== ЗАДАНИЕ 1 ==
Ответьте на вопросы по отрывку о Куропаткине:
(а) Какой была кавалерия у японцев?
(б) От кого В.В. Сахаров получил информацию о ходе Ляоянского сражения?
(в) Кому командующий Маньчжурской армией написал письмо о сути Ляоянского сражения?
== ЗАДАНИЕ 2 ==
Согласуются ли с отрывком о Куропаткине эти утверждения? Ответьте «да» или «нет» и приведите решающие слова отрывка.
(а) В первые полгода войны Куропаткин уступал японцам в числе пехотных батальонов.
(б) «Дневники» Куропаткина показывают, понимал ли он свою роль в сражении под Ляояном.
(в) В.В. Сахаров сменил Куропаткина на посту военного министра.

== ОТРЫВОК ==
Командующий Маньчжурской армией упорно держался плана отступать и усиливаться до тех пор, пока не будет создано такое численное превосходство над противником, которое позволит задавить его на войне живой силой. Отступая, Куропаткин переходил к обороне, но не с целью измотать врага и затем контратаковать его. Свои силы русский командующий тратил по частям, затыкал дыры, удлинял без нужды фланги, хотя японцы имели крайне малочисленную кавалерию и не рисковали отправлять ее в рейды.

В первые полгода войны генерал Куропаткин имел определенное превосходство в числе пехотных батальонов, которые в первую очередь определяли силу любой армии той эпохи. Однако в Маньчжурской армии на решающих направлениях русские уступали японцам прежде всего именно в числе батальонов пехоты, которые можно было по приказу послать в бой. Сильные же резервы в своем большинстве оставались невостребованными для боя на передовой позиции.

Как полководец, командующий Маньчжурской армией постепенно, неотвратимо терял авторитет среди своих подчиненных, будь то полковой командир или рядовой стрелок. Войска с каждым новым боем убеждались только в его бездарности и пассивности. Но и сами войска, находясь в постоянном отступлении от героически сражавшегося гарнизона Порт-Артура, причин такого отхода на север не понимали. Более того, они, готовые сражаться в любых условиях, не находили оправдания своему постоянному отступлению перед японцами и поэтому теряли веру в благоприятный исход войны для России.

Трудно сказать, понимал ли сам А.Н. Куропаткин свою роль командующего в сражении под Ляояном. Его пространные «Дневники» ответа на этот вопрос не дают. Но императора Николая II ему удалось ввести в заблуждение и очередное поражение Маньчжурской армии превратить чуть ли не в успех на войне.

Помог Куропаткину в этом сменивший его на посту российского военного министра генерал от кавалерии В.В. Сахаров, получивший информацию о ходе Ляоянского сражения от своего брата – начальника штаба Маньчжурской армии. В отчете о ходе военных действий на Дальнем Востоке военный министр так, на удивление многим, характеризовал генерала А.Н. Куропаткина:

«Деятельностью командующего армией и энергией выполнения войсками его распоряжений армия, хотя и с большими затруднениями, искусно вышла из опасного положения, в котором находилась, угрожаемая противником как с фронта, так и левого фланга, двигаясь притом очень узким фронтом».

Сам командующий Маньчжурской армией свое понимание сути Ляоянского сражения и отношение к его значимости в ходе войны в Маньчжурии выразил в письме к наместнику адмиралу Е.И. Алексееву. Среди прочего бывший военный министр царского правительства писал:

«Если бы дело касалось только военного нашего положения, то никаких серьезных затруднений я не признавал бы существующими, ибо при встрече с превосходными силами отходил бы назад, все усиливаясь, в то время как противник ослаблялся бы. Затруднения истекают из соображений политических, по которым надо удерживаться в Южной Маньчжурии, особенно в Мукдене. Конечно, как эти политические соображения ни важны, но ими придется пожертвовать, если по причинам военным надо будет это сделать».

== ЗАПИСИ ДАННЫХ ==
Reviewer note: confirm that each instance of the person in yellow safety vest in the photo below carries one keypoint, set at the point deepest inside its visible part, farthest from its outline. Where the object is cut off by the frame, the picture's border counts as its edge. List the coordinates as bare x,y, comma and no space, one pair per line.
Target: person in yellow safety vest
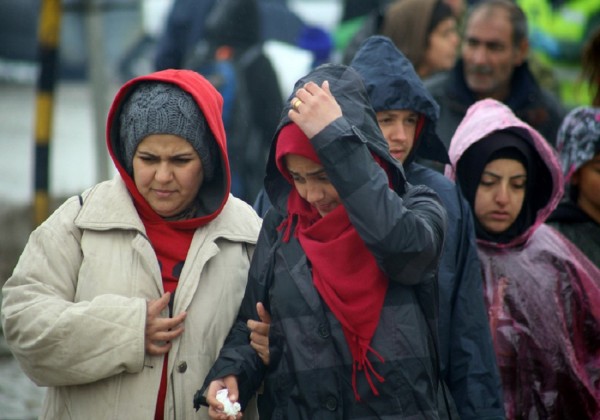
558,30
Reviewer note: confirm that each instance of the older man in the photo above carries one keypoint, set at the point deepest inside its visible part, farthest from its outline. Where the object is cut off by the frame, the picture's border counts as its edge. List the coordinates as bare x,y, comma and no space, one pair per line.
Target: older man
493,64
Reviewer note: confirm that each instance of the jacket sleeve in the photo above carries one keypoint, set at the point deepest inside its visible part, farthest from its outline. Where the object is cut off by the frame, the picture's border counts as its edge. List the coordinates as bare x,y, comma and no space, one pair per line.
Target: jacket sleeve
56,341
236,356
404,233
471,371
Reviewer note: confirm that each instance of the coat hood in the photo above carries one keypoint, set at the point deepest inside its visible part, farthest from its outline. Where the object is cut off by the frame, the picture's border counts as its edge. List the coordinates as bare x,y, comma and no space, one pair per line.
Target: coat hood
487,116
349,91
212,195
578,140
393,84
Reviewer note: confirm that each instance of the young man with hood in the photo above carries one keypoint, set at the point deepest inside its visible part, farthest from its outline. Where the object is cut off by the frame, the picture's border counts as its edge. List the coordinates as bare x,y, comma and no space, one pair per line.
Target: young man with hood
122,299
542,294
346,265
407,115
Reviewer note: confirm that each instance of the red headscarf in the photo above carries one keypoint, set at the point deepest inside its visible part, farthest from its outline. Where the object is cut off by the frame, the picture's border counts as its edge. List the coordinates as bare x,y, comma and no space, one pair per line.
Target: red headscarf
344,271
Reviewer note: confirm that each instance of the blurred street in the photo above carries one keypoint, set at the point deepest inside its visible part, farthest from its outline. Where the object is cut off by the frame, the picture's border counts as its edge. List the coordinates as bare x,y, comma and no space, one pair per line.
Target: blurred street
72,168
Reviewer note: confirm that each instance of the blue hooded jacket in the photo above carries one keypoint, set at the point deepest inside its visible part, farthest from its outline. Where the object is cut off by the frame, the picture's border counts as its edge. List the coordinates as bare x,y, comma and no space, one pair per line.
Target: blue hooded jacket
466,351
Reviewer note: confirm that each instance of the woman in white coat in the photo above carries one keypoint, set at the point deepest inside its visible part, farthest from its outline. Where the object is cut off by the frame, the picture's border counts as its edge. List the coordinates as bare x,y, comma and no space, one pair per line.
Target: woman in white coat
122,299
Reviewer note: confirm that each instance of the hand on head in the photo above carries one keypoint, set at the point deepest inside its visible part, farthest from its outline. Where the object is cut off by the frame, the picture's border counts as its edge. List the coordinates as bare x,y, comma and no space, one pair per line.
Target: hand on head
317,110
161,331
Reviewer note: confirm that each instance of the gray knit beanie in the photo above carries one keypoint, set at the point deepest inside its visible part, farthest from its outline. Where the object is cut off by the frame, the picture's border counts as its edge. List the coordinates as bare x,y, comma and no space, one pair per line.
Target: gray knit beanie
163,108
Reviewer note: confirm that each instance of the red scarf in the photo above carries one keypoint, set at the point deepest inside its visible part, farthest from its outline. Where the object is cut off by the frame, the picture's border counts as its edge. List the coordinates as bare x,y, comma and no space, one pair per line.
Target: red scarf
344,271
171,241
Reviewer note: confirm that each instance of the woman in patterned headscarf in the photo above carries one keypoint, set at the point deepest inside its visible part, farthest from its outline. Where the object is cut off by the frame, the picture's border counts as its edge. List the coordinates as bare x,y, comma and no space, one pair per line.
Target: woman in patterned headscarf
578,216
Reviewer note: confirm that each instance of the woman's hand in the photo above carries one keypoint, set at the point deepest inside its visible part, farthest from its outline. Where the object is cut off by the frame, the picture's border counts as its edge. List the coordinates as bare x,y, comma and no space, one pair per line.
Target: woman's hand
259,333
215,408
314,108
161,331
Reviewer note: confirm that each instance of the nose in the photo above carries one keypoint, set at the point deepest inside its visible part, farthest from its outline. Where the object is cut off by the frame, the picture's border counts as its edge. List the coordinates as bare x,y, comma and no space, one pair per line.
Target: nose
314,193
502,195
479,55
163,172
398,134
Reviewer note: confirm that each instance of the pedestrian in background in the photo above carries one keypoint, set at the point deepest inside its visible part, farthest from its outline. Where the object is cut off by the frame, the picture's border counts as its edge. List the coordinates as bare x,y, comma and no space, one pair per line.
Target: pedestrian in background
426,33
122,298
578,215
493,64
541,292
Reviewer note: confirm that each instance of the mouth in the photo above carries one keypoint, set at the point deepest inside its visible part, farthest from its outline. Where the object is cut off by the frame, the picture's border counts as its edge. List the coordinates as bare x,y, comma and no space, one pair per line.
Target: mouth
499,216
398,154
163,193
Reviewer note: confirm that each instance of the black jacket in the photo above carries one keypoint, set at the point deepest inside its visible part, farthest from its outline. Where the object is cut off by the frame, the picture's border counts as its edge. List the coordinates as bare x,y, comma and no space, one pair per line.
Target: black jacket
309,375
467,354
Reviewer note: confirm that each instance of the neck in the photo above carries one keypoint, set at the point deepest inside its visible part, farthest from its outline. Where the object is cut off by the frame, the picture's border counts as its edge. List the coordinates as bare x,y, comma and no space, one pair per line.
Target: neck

--

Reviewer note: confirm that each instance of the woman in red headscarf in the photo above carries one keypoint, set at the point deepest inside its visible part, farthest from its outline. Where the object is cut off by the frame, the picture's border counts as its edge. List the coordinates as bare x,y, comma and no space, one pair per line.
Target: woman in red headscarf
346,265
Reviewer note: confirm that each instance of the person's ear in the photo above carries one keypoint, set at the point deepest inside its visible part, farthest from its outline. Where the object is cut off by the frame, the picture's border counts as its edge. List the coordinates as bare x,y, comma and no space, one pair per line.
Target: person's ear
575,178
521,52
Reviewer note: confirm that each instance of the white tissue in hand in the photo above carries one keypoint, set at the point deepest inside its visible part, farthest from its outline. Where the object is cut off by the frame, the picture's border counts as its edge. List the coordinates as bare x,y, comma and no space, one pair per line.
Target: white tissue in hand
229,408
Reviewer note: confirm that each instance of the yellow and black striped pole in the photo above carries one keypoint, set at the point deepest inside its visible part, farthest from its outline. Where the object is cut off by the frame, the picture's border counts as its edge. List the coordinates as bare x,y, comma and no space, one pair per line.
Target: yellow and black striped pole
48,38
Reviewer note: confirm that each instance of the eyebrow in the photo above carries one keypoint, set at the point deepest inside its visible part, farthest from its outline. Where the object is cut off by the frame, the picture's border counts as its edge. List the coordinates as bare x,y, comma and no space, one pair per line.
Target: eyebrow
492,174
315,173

== ОТВЕТ 1 ==
(а) Крайне малочисленной; японцы не рисковали отправлять её в рейды.
(б) От своего брата, начальника штаба Маньчжурской армии.
(в) Наместнику адмиралу Е.И. Алексееву.

== ОТВЕТ 2 ==
(а) Нет: «В первые полгода войны генерал Куропаткин имел определенное превосходство в числе пехотных батальонов».
(б) Нет: «Его пространные «Дневники» ответа на этот вопрос не дают».
(в) Да: «сменивший его на посту российского военного министра генерал от кавалерии В.В. Сахаров».